Input records:
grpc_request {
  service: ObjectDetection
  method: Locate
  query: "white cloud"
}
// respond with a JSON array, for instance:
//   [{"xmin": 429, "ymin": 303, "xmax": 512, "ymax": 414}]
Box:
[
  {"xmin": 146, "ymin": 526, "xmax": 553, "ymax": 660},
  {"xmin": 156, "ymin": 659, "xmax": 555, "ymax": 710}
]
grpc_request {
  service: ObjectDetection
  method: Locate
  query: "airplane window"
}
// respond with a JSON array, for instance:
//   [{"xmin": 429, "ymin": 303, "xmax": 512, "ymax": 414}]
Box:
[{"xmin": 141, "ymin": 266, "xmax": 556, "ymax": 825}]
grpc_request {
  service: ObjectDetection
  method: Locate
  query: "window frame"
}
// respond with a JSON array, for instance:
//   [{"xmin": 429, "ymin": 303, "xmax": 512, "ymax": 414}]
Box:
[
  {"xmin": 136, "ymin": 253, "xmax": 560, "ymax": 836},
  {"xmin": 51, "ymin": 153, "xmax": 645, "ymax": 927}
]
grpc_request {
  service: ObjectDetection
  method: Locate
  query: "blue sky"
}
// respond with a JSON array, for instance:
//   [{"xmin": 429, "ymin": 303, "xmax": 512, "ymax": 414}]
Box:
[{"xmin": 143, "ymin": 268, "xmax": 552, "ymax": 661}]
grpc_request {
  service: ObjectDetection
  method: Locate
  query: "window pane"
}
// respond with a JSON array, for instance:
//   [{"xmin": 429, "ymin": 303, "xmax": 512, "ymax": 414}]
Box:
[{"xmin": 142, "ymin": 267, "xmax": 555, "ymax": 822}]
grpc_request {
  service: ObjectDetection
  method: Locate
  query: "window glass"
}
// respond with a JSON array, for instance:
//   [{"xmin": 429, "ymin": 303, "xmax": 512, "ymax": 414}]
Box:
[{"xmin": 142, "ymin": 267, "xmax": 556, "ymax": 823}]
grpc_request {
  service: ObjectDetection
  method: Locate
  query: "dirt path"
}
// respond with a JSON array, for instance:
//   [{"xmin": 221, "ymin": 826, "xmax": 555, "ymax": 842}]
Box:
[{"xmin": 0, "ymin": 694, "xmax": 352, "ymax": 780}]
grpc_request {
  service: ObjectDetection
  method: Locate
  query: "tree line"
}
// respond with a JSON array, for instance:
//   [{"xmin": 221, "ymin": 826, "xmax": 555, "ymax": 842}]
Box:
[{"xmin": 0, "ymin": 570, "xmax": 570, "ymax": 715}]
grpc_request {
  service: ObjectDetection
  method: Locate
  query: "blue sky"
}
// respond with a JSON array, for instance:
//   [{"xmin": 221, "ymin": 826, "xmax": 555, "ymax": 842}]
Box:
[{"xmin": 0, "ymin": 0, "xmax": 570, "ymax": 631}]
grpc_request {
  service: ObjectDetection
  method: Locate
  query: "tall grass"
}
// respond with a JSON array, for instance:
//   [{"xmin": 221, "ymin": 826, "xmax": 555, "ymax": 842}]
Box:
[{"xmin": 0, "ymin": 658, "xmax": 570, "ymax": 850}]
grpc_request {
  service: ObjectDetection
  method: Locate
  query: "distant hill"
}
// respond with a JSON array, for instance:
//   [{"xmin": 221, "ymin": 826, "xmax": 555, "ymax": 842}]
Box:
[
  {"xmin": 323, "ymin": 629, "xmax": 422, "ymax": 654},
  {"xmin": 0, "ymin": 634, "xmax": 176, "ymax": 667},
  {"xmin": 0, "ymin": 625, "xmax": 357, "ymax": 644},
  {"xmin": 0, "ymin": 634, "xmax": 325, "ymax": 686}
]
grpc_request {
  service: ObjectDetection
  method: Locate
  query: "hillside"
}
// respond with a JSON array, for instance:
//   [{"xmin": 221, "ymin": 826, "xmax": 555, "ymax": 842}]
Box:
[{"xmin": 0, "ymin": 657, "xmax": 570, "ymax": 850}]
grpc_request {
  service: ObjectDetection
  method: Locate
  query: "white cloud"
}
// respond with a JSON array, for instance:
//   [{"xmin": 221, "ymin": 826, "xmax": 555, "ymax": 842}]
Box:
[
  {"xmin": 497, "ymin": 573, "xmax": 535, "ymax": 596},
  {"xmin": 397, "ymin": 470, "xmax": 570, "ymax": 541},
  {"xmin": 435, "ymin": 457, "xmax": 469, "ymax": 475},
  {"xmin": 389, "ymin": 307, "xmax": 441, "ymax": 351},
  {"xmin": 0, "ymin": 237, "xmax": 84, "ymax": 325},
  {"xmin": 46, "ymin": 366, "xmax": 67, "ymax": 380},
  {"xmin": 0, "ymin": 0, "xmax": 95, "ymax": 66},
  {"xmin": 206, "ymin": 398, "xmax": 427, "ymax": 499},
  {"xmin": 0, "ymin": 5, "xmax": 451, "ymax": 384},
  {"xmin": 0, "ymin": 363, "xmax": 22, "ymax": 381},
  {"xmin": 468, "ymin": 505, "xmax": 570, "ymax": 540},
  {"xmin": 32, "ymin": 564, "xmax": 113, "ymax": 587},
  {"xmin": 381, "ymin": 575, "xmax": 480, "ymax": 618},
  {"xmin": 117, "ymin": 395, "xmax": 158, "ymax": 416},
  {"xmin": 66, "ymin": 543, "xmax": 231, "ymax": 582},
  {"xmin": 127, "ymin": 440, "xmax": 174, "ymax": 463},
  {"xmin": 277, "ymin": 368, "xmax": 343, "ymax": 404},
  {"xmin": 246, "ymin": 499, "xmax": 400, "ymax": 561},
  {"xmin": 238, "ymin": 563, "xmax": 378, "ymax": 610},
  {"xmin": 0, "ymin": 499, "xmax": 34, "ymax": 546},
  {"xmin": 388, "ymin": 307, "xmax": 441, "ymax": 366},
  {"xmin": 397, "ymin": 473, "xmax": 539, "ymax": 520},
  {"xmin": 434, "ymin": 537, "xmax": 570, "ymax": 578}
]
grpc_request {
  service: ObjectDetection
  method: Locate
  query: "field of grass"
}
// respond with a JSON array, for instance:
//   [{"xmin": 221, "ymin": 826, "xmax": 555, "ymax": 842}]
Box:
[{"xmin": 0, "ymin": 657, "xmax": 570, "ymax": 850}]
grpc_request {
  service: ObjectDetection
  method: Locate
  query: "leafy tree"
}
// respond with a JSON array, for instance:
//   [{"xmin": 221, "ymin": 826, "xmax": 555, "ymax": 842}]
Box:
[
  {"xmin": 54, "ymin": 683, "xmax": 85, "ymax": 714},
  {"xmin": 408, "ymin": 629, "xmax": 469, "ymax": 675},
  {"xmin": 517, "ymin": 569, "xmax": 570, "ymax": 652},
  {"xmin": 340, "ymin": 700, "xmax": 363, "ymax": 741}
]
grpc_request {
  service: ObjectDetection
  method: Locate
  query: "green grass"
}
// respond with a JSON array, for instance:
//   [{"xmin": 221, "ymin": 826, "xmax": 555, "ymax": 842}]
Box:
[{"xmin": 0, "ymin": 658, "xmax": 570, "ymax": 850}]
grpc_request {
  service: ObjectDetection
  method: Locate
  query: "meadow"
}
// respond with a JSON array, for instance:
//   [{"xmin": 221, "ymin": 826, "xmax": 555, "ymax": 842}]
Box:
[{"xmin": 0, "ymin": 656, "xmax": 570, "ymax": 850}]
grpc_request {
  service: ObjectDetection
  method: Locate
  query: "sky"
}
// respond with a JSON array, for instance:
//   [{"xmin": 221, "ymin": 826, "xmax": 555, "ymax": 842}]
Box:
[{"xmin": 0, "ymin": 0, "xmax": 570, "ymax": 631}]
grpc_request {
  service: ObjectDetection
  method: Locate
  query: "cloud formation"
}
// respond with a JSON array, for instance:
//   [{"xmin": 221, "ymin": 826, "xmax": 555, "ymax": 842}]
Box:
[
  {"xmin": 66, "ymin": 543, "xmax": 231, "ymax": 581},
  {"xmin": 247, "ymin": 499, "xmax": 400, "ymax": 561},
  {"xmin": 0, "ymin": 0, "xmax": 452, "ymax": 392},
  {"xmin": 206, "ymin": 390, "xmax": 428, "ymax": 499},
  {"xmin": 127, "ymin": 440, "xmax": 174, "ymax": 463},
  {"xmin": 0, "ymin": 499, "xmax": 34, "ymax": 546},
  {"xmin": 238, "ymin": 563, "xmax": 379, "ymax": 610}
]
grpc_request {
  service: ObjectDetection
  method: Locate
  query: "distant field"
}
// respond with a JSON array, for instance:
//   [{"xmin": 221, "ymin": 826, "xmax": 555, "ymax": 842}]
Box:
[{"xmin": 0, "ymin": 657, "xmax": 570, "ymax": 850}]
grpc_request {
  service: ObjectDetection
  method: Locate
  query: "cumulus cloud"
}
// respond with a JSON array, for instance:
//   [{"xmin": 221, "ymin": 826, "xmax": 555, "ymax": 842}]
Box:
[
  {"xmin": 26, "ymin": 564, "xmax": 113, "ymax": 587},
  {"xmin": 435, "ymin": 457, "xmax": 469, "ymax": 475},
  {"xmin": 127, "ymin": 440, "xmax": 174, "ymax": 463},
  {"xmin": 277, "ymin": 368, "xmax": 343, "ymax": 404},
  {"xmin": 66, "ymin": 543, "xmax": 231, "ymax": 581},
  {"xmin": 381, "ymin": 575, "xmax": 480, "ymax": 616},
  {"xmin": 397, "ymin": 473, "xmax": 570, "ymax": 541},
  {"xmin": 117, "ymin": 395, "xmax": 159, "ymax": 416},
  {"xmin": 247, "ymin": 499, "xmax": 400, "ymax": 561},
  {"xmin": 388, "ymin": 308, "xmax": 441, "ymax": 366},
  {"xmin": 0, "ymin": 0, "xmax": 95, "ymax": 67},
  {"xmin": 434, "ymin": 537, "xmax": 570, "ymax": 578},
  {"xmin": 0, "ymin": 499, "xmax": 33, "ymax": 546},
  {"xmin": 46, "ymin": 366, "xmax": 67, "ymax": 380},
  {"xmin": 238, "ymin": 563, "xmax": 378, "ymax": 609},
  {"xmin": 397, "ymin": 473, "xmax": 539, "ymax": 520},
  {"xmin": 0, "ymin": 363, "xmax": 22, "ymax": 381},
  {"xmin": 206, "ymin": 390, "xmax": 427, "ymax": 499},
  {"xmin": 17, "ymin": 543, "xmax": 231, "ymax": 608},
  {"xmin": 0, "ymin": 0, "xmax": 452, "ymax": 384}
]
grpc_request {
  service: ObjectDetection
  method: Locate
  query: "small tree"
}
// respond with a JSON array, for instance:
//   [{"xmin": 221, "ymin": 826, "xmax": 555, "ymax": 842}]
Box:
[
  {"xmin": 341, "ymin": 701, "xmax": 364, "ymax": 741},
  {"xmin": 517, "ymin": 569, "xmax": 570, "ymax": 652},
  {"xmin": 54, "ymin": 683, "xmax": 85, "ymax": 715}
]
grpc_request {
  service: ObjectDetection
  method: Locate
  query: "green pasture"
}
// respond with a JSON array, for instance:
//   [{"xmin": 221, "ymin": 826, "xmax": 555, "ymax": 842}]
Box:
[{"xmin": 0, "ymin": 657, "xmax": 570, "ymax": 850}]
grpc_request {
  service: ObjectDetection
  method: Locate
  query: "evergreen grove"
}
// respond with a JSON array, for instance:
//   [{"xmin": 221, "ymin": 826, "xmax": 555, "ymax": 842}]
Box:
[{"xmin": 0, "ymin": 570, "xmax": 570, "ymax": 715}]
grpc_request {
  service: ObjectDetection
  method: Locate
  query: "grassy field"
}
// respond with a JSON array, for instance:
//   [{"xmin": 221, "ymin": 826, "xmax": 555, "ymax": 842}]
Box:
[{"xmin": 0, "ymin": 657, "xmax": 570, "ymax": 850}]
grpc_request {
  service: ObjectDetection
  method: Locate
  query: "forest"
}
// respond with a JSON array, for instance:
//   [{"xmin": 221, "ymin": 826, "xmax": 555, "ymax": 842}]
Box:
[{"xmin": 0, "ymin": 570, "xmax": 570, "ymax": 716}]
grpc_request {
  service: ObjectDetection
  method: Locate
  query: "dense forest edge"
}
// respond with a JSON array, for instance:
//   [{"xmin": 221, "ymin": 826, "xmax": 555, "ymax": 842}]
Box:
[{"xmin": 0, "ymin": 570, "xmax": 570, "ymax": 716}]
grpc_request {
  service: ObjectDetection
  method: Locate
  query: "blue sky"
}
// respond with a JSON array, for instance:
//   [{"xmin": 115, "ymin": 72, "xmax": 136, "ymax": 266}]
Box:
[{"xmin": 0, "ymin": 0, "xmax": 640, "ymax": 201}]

What the task requires: List each line of the rows above that contains the string "distant", matching case exactly.

Answer to the problem:
  query: "distant hill"
  query: "distant field"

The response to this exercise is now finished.